=== Work instructions ===
A – Decide whether each statement below agrees with the commentary on the China-Australia trade deal. Answer yes or no for each, quoting the deciding words exactly. (i) Australia was the fourth developed economy to sign a preferential trade deal with China in 2014. (ii) The writer sees the deal as driven mainly by the regional strategic order in East Asia. (iii) China's deals with Singapore and New Zealand came after its 2014 deals.
B – Rewrite the paragraph of the commentary on the China-Australia trade deal that begins "Australia is the fourth developed economy" more briefly, keeping its main facts.
C – Reproduce the part of the commentary on the China-Australia trade deal starting at "For me, the" and ending at "Australia in Asia.".

=== Passage given ===
================

Rather I think Option 4 — China's primary motivation for signing the trade deal with Australia is its global (not regional) trade diplomacy strategy aimed at domestic structural reform – is the most compelling. In this case, China is telling the truth when it says its foreign policy is primarily driven by the domestic concerns of a developing, previously centrally planned, economy in rapid transition.

Australia is the fourth developed economy to sign a preferential trade deal with China in 2014, following after Iceland, Switzerland and South Korea. More are on the way. These four were preceded by deals with Singapore, New Zealand, Hong Kong and Taiwan. Not only is China under Xi Jinping increasing the number of trade deals with advanced economies, the scope of these deals, as we can see with the Australian and Korean FTAs, is increasing.

For me, the China-Australia deal is motivated more by China's global trade diplomacy aimed at domestic economic goals than it is by the regional strategic order in East Asia and Australia's perceived position in this order in relation to China and the US. I imagine the same is true for Australia as well.

If Option 4 is the best explanation, this is a good sign for the regional security order and a strong caution against over-interpreting the scope and effect of regional strategic competition. If the Abbott Government is an Option 4 follower, then the China-Australia trade deal is even more of a coup than advertised, and is the sign of a mature, not adolescent, Australia in Asia.

================

=== Dataset extract ===
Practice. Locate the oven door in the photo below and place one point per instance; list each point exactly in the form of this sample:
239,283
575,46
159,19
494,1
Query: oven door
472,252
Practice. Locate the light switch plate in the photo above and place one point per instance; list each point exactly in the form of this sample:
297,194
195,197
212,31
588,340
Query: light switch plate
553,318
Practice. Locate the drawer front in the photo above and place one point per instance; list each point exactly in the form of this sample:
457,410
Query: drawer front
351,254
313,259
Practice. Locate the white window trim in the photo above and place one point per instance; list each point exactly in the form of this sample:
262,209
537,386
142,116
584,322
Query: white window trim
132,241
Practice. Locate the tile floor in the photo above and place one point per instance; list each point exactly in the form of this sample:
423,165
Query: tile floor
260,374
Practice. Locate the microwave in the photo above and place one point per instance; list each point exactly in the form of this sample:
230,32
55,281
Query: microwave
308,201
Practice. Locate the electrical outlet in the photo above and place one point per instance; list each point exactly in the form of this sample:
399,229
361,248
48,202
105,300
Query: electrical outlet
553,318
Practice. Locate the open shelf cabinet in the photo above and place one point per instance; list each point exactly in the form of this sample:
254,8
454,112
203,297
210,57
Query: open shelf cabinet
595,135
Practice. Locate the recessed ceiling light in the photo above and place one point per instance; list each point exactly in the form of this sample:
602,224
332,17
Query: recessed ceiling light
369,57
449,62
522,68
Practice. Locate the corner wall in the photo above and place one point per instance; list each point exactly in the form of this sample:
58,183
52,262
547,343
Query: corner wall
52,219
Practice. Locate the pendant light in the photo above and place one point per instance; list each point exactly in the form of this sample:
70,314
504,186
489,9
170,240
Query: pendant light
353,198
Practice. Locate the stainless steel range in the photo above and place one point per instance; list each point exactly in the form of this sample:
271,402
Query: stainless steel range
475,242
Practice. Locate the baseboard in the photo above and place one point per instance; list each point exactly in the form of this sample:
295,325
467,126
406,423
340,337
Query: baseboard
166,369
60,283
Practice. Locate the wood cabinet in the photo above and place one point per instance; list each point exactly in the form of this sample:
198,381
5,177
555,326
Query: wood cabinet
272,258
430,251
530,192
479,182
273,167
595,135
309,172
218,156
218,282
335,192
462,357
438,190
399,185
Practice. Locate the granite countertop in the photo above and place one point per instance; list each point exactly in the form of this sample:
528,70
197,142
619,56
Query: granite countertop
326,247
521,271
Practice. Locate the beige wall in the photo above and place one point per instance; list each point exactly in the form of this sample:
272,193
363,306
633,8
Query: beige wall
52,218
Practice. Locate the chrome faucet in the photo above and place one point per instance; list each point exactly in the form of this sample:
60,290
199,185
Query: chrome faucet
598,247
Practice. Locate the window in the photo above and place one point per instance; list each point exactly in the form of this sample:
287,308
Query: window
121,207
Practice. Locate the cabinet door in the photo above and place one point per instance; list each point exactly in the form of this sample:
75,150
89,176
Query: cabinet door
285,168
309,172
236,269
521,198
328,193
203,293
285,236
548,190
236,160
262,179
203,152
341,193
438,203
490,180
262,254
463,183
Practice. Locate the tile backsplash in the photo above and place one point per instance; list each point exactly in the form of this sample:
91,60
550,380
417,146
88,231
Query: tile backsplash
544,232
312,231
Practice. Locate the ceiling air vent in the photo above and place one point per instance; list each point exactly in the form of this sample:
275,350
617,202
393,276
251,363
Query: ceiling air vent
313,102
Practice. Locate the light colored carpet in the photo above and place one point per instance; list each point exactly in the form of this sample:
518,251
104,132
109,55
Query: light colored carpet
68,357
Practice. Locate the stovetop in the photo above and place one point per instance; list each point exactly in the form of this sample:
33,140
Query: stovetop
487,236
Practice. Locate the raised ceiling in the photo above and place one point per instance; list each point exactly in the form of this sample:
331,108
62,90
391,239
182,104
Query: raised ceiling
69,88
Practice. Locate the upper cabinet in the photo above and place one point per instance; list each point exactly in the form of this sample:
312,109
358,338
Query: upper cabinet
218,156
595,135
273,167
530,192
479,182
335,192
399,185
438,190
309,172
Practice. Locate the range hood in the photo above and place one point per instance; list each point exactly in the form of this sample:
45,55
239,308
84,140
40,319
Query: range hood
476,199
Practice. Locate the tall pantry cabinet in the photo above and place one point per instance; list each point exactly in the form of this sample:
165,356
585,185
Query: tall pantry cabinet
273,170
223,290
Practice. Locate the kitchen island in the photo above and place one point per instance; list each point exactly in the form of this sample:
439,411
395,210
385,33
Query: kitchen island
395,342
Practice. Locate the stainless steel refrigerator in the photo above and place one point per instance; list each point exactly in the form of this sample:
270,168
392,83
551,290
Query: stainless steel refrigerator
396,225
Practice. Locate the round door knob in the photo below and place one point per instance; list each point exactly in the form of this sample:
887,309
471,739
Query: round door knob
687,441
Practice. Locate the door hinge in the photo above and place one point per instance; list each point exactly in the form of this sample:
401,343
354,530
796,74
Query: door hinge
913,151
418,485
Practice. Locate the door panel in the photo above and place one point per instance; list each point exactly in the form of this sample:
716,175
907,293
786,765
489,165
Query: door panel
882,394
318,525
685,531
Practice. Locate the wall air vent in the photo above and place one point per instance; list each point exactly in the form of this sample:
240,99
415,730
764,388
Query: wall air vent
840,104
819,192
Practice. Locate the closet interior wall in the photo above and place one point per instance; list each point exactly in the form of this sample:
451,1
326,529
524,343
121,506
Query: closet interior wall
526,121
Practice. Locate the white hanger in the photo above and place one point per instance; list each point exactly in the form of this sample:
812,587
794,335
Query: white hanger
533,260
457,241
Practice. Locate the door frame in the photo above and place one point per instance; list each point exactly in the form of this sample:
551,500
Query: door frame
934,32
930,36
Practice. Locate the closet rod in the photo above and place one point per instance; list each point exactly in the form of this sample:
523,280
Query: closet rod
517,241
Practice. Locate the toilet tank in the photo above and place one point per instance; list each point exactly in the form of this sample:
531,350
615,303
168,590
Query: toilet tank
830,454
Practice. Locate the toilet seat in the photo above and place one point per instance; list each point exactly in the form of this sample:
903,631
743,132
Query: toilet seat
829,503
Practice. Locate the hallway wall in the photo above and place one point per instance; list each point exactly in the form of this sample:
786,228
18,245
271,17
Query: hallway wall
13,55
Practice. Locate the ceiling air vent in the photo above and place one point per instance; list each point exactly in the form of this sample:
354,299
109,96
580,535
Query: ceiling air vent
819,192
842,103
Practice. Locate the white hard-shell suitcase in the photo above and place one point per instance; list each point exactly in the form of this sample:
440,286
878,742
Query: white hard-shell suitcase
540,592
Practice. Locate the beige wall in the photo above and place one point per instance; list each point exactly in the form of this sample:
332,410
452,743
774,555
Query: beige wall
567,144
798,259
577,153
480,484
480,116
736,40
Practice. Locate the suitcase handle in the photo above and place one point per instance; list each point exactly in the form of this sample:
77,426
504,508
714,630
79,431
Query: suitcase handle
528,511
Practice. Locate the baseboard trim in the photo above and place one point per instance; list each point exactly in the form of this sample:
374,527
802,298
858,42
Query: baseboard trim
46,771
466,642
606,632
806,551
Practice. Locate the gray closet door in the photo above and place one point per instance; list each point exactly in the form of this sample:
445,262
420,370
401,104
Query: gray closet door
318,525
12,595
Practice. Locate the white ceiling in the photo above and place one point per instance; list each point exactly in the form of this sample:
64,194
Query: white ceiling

================

=== Task answers ===
A –
(i) Yes: "Australia is the fourth developed economy to sign a preferential trade deal with China in 2014"
(ii) No: "the China-Australia deal is motivated more by China's global trade diplomacy aimed at domestic economic goals than it is by the regional strategic order in East Asia"
(iii) No: "These four were preceded by deals with Singapore, New Zealand, Hong Kong and Taiwan."

B – In 2014, Australia became the fourth developed economy to sign a preferential trade deal with China, after Iceland, Switzerland and South Korea. More are on the way. Earlier deals were made with Singapore, New Zealand, Hong Kong and Taiwan. Under Xi Jinping, China is signing more trade deals with advanced economies, and the Australian and Korean FTAs show that their scope is also growing.

C –
For me, the China-Australia deal is motivated more by China's global trade diplomacy aimed at domestic economic goals than it is by the regional strategic order in East Asia and Australia's perceived position in this order in relation to China and the US. I imagine the same is true for Australia as well.

If Option 4 is the best explanation, this is a good sign for the regional security order and a strong caution against over-interpreting the scope and effect of regional strategic competition. If the Abbott Government is an Option 4 follower, then the China-Australia trade deal is even more of a coup than advertised, and is the sign of a mature, not adolescent, Australia in Asia.